------ RECORDS FOR THE EXERCISE

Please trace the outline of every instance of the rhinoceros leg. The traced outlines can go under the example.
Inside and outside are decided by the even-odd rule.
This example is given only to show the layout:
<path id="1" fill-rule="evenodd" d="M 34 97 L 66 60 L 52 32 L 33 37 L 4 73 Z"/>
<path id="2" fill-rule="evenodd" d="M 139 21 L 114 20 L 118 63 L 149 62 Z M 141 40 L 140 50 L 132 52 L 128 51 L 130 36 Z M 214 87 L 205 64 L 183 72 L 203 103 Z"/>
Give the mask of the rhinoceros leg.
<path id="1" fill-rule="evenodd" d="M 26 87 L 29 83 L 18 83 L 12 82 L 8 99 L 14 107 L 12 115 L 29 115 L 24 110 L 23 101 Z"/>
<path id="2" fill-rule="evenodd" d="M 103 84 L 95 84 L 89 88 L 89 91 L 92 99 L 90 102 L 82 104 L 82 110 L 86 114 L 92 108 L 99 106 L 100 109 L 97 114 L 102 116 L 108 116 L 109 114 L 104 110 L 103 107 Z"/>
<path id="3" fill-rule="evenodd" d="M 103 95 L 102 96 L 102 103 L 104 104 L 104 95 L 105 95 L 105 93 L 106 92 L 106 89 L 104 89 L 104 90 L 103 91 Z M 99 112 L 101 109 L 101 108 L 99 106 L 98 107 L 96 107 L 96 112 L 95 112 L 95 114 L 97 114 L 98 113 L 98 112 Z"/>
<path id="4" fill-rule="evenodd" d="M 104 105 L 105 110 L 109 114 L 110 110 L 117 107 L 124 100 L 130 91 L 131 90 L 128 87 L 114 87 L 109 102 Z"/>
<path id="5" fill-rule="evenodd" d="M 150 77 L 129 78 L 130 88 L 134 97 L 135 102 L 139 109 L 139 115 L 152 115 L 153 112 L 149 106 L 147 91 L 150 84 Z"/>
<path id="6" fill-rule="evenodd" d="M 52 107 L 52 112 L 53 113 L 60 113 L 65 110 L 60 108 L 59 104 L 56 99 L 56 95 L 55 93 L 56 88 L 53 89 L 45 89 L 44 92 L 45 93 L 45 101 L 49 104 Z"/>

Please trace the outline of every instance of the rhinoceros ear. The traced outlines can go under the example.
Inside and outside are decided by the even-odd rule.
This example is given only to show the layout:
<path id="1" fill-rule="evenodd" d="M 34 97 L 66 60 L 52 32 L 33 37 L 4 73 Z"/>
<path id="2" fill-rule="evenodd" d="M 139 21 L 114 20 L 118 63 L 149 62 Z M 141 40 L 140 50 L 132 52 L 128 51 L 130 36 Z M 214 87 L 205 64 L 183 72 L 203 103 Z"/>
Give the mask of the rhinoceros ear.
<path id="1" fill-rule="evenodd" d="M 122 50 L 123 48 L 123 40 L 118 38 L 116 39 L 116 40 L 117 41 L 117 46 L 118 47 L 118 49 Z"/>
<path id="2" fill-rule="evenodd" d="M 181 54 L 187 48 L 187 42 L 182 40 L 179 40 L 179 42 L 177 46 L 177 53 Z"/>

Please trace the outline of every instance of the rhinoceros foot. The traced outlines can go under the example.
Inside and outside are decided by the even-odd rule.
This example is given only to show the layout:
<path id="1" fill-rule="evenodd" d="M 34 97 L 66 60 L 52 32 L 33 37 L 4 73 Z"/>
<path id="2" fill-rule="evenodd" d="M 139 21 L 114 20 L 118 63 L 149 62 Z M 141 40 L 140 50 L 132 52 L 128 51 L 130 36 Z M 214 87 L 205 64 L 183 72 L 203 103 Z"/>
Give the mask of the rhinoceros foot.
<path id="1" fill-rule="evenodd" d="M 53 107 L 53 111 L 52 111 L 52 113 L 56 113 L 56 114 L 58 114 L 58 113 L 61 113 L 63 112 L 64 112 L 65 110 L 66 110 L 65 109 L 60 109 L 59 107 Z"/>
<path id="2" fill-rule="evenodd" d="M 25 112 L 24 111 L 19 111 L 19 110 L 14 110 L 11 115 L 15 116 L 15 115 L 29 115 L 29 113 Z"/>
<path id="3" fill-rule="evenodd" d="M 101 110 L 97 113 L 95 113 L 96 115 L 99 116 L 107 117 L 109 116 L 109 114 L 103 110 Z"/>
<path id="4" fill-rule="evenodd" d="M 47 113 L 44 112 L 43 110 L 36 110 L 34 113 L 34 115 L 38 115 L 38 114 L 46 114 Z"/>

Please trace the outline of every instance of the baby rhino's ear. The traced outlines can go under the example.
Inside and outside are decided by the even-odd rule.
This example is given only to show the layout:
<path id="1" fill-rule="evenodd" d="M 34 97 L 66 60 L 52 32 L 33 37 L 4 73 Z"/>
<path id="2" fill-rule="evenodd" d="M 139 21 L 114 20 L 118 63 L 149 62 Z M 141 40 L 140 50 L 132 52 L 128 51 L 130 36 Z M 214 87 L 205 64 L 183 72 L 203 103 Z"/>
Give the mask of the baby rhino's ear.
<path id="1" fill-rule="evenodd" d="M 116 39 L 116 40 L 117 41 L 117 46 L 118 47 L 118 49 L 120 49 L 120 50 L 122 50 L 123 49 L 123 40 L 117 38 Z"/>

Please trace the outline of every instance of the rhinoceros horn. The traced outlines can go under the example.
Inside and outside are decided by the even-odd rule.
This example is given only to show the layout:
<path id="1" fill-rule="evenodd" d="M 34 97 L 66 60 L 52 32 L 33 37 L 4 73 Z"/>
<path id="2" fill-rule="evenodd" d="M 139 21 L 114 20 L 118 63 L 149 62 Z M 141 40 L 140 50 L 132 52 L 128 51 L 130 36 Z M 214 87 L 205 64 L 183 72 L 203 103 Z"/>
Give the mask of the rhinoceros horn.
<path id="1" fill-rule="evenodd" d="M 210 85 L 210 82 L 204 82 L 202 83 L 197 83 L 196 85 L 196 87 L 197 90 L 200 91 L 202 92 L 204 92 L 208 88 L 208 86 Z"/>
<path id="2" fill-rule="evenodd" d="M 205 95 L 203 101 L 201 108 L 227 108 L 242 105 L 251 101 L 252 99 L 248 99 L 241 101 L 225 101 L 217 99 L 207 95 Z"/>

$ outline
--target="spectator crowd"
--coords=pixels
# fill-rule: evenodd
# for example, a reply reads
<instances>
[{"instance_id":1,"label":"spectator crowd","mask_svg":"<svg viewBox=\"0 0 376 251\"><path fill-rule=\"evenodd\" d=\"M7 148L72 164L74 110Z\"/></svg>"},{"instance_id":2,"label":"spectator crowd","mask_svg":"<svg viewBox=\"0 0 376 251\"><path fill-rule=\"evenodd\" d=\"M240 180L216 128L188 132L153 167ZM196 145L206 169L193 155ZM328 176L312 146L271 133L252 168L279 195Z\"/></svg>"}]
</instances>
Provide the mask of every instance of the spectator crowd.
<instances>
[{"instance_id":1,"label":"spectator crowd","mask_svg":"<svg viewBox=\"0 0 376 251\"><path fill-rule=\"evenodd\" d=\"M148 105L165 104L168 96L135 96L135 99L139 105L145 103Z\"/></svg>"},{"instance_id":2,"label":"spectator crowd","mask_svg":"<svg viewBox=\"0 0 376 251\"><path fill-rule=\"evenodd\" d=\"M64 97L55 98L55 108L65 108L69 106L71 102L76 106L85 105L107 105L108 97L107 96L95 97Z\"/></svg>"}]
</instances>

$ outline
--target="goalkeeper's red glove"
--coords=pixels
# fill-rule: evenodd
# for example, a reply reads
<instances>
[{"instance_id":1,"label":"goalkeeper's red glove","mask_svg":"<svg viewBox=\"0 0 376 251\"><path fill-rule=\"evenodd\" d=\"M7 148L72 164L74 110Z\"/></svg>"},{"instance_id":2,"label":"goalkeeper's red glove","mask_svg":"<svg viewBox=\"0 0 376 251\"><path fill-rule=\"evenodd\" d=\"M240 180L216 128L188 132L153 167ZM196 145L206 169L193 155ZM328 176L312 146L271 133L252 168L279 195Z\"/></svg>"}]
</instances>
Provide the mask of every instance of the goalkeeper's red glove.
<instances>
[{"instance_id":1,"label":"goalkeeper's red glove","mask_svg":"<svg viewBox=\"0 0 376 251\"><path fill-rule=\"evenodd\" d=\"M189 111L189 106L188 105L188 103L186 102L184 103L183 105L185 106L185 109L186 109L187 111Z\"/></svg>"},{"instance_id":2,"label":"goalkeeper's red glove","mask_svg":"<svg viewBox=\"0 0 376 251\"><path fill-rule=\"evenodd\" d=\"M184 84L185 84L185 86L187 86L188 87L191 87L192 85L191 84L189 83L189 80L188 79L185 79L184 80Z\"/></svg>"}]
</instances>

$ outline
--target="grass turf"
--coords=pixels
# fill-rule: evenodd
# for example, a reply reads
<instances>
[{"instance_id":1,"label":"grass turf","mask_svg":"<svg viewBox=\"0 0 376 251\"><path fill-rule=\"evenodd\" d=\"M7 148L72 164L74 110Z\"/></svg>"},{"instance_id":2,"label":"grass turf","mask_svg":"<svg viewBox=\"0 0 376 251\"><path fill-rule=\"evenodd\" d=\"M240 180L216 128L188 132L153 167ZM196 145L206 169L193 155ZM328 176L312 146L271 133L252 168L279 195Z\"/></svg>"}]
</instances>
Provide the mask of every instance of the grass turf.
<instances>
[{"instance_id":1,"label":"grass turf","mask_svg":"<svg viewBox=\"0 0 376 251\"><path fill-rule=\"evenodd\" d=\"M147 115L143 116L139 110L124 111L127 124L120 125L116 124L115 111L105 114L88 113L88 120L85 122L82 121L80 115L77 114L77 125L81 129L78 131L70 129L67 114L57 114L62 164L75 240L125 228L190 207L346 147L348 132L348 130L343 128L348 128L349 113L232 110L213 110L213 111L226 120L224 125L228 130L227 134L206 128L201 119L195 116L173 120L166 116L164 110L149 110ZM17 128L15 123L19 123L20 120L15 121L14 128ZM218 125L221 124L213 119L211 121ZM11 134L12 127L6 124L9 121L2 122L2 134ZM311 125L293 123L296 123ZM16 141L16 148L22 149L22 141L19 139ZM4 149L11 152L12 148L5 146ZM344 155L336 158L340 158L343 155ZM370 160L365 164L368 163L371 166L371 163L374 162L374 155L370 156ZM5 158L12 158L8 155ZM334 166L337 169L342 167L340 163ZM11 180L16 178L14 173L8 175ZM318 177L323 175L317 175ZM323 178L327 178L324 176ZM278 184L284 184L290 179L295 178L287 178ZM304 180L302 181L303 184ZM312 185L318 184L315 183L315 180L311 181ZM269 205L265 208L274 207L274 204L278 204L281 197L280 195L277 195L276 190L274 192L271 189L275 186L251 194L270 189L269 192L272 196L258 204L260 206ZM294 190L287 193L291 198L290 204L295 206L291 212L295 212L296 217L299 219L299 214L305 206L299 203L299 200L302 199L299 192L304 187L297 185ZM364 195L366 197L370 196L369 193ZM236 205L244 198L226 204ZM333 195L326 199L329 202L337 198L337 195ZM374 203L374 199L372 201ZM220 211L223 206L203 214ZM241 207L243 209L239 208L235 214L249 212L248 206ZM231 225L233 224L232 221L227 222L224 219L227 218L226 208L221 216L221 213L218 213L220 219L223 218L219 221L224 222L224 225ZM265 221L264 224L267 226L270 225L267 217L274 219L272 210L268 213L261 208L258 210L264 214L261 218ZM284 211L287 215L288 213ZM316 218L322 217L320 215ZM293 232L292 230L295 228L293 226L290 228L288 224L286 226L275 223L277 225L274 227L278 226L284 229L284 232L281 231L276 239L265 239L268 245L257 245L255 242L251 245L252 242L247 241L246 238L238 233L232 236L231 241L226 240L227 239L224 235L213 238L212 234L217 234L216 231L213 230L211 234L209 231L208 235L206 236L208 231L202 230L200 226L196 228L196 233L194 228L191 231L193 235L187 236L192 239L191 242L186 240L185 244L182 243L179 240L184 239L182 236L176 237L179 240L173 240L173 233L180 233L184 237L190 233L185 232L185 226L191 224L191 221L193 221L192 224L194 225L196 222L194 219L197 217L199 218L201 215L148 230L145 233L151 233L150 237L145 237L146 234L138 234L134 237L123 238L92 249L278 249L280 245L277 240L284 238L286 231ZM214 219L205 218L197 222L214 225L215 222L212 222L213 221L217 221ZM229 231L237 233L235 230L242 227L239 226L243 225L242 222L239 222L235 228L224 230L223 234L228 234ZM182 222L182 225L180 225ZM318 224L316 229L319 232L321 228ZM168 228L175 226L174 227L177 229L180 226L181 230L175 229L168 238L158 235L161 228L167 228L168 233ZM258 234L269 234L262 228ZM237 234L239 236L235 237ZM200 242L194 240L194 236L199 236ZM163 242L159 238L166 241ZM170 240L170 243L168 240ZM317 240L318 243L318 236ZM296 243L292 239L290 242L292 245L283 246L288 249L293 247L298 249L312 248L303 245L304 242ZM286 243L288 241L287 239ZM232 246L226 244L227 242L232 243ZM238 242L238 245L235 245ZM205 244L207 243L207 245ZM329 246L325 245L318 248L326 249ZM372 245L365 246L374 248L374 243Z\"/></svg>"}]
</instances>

------------

INSTRUCTIONS FOR THE TASK: Reproduce the material word for word, starting at its first line and continuing up to and including the line that contains "52 107 L 52".

TASK OUTPUT:
Please trace the outline of every instance of the rhinoceros leg. The traced outlines can go under the example.
Inside and outside are decided by the even-odd rule.
This example is given only to show the layout:
<path id="1" fill-rule="evenodd" d="M 34 97 L 66 60 L 52 32 L 33 37 L 4 73 Z"/>
<path id="2" fill-rule="evenodd" d="M 139 21 L 114 20 L 118 63 L 149 62 Z M 141 40 L 140 50 L 132 52 L 128 51 L 130 36 Z M 214 87 L 205 64 L 183 72 L 203 103 Z"/>
Give the mask of the rhinoceros leg.
<path id="1" fill-rule="evenodd" d="M 26 87 L 29 83 L 18 83 L 12 82 L 8 99 L 14 107 L 12 115 L 29 115 L 24 110 L 23 101 Z"/>
<path id="2" fill-rule="evenodd" d="M 103 84 L 95 84 L 89 88 L 89 91 L 92 99 L 90 102 L 82 104 L 82 110 L 86 114 L 92 108 L 99 106 L 100 109 L 97 114 L 102 116 L 108 116 L 109 114 L 104 110 L 103 107 Z"/>
<path id="3" fill-rule="evenodd" d="M 103 95 L 102 96 L 102 103 L 104 104 L 104 95 L 105 95 L 105 93 L 106 92 L 106 89 L 104 89 L 104 90 L 103 91 Z M 99 112 L 101 109 L 101 108 L 99 106 L 98 107 L 96 107 L 96 112 L 95 112 L 95 114 L 97 114 L 98 113 L 98 112 Z"/>
<path id="4" fill-rule="evenodd" d="M 104 105 L 105 110 L 109 114 L 110 110 L 117 107 L 124 100 L 130 91 L 131 90 L 128 87 L 114 87 L 109 102 Z"/>
<path id="5" fill-rule="evenodd" d="M 150 77 L 129 78 L 130 88 L 134 97 L 135 102 L 139 109 L 139 115 L 152 115 L 153 112 L 149 106 L 147 91 L 150 84 Z"/>
<path id="6" fill-rule="evenodd" d="M 52 107 L 52 112 L 53 113 L 60 113 L 65 110 L 60 108 L 59 104 L 56 99 L 56 95 L 55 93 L 56 88 L 53 89 L 45 89 L 44 92 L 45 93 L 45 101 L 49 104 Z"/>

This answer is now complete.